Arrange everything in the material below, from the line containing "branch in the photo above." down to the end, as a Markdown table with the columns Row and Line. Give each line a row number, include no other lines, and leave out blank lines.

--- start Dataset records ---

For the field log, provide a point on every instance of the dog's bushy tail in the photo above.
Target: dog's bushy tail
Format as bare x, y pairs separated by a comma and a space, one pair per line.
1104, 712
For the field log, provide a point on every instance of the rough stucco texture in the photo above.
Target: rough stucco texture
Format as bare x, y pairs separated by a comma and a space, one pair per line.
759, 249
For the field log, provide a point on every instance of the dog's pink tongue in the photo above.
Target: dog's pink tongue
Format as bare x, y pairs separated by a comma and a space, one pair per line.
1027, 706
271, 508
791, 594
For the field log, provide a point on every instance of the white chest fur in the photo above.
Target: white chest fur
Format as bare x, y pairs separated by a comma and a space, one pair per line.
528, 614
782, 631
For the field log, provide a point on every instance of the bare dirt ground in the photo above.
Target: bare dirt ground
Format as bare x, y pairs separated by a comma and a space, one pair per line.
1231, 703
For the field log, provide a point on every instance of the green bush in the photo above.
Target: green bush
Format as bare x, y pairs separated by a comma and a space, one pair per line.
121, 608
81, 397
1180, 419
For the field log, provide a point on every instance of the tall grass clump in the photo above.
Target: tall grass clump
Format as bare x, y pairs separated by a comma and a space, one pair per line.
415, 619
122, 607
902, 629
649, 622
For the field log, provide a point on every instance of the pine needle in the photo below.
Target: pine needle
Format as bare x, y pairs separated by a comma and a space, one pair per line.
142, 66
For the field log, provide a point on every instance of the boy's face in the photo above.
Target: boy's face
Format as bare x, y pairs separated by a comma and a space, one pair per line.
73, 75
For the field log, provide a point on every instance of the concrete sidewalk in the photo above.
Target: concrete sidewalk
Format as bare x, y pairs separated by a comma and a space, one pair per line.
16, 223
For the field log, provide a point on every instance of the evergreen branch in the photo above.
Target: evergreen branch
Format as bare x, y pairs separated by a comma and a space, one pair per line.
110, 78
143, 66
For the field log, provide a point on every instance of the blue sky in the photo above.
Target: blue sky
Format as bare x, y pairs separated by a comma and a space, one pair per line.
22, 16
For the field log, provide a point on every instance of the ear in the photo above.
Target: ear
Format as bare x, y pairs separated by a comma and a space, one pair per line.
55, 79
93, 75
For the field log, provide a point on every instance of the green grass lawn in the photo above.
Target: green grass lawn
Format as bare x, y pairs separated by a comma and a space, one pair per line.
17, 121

--- end Dataset records ---

Final result:
| Row | Line |
|---|---|
| 1 | For the field log, provide a point on every instance of the evergreen branch in the photo above. |
| 2 | Target: evergreen branch |
| 3 | Format as bare x, y pairs separated by a comma and a space, one pair per line. |
| 4 | 110, 78 |
| 5 | 143, 66 |
| 6 | For the field log, provide a point on every instance of the blue sky in the photo above. |
| 7 | Target: blue sky |
| 8 | Format as bare x, y pairs separated by a comma and a space, one pair per line. |
| 9 | 22, 16 |
| 10 | For the field log, provide a point on every instance of the ear in the photo above. |
| 11 | Target: ear |
| 12 | Format as bare x, y pairs separated by a comma and a space, one pair per line. |
| 13 | 55, 79 |
| 14 | 93, 75 |
| 15 | For the field log, provide a point on every instance of the green grass lawn in the photo above. |
| 16 | Target: green grass lawn |
| 17 | Format as bare x, y pairs separated by a comma and a space, one pair per line. |
| 18 | 17, 121 |